▶ [Job]: Count the lines in the entries below that contain the word "lawn", and reply with only that number.

[Begin Records for this task]

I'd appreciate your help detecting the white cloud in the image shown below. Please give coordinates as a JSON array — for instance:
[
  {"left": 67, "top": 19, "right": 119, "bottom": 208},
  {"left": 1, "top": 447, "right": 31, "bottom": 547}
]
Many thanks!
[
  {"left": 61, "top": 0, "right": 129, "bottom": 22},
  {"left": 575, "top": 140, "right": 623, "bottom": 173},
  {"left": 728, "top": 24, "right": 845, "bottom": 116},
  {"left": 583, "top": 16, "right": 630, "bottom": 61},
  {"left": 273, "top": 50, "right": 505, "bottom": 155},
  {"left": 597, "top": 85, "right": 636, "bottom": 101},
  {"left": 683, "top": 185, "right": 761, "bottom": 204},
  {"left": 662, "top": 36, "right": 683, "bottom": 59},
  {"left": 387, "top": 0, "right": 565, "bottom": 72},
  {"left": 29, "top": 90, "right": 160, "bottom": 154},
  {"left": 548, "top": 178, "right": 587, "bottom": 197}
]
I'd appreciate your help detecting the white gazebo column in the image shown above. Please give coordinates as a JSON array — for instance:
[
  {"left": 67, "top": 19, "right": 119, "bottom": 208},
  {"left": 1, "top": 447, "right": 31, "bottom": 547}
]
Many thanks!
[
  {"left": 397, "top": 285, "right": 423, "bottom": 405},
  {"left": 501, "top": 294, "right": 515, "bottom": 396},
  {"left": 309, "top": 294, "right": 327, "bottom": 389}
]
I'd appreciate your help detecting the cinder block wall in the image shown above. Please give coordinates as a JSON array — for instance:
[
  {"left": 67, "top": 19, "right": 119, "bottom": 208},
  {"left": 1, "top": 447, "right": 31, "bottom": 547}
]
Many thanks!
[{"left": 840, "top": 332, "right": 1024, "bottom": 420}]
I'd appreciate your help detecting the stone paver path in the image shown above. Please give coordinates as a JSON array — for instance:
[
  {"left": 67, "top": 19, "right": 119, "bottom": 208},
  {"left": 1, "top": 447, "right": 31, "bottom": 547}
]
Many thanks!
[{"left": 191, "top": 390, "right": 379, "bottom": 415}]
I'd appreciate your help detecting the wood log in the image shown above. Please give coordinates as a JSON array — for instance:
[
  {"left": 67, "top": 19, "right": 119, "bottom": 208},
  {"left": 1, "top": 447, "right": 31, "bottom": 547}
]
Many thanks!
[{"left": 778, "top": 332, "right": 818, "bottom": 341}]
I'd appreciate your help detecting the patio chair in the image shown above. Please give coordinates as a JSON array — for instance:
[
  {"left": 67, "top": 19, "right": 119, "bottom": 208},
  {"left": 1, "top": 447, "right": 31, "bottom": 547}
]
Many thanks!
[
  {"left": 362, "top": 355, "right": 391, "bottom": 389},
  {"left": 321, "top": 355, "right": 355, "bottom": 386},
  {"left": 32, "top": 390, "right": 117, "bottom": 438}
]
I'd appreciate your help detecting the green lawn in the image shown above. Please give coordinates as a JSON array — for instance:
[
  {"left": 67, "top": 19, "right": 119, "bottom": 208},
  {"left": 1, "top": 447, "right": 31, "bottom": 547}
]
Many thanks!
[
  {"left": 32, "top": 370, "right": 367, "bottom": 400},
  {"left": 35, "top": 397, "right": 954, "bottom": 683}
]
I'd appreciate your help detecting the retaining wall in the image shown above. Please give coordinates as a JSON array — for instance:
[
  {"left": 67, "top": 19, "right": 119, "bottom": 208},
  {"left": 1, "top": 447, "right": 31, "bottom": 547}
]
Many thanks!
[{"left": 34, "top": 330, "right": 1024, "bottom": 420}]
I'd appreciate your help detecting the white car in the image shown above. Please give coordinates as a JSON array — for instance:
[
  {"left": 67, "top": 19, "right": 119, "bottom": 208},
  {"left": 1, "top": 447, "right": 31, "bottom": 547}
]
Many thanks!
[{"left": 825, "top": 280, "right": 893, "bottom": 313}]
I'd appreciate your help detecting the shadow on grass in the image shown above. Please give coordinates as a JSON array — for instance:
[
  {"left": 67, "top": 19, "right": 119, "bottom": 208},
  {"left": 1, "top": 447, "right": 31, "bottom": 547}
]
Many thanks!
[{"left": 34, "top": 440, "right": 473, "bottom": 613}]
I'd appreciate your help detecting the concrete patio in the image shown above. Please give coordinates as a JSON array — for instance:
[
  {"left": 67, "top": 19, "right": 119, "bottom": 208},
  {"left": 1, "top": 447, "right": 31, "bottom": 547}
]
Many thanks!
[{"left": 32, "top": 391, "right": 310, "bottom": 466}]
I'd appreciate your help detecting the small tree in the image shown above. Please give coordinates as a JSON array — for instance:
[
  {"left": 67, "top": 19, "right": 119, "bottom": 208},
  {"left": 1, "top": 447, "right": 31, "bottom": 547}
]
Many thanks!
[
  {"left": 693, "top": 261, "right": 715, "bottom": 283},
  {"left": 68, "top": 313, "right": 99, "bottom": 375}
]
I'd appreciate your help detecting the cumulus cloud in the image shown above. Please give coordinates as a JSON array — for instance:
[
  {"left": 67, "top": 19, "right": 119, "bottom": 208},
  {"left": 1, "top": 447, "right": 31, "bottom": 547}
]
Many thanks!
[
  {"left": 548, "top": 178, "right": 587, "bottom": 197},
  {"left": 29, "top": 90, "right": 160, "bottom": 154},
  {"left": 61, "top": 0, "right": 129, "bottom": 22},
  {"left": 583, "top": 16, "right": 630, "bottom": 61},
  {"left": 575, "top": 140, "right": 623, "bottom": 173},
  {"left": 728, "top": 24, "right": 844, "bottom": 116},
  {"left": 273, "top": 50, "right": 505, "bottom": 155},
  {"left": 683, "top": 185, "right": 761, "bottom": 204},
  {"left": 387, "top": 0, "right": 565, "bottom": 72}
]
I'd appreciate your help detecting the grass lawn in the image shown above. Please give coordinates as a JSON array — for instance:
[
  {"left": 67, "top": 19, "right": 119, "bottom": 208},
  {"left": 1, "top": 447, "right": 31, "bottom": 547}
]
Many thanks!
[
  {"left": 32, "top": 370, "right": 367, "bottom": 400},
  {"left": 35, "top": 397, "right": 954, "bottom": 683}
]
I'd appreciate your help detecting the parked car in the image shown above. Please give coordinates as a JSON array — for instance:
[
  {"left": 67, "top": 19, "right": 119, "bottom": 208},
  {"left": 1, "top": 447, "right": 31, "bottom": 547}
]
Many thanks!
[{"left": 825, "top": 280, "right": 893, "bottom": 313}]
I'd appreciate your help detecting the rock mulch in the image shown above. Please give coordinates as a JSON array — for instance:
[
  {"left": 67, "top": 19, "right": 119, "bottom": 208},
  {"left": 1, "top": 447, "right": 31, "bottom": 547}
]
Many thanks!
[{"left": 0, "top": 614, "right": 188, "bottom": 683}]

[End Records for this task]

▶ [Full answer]: 2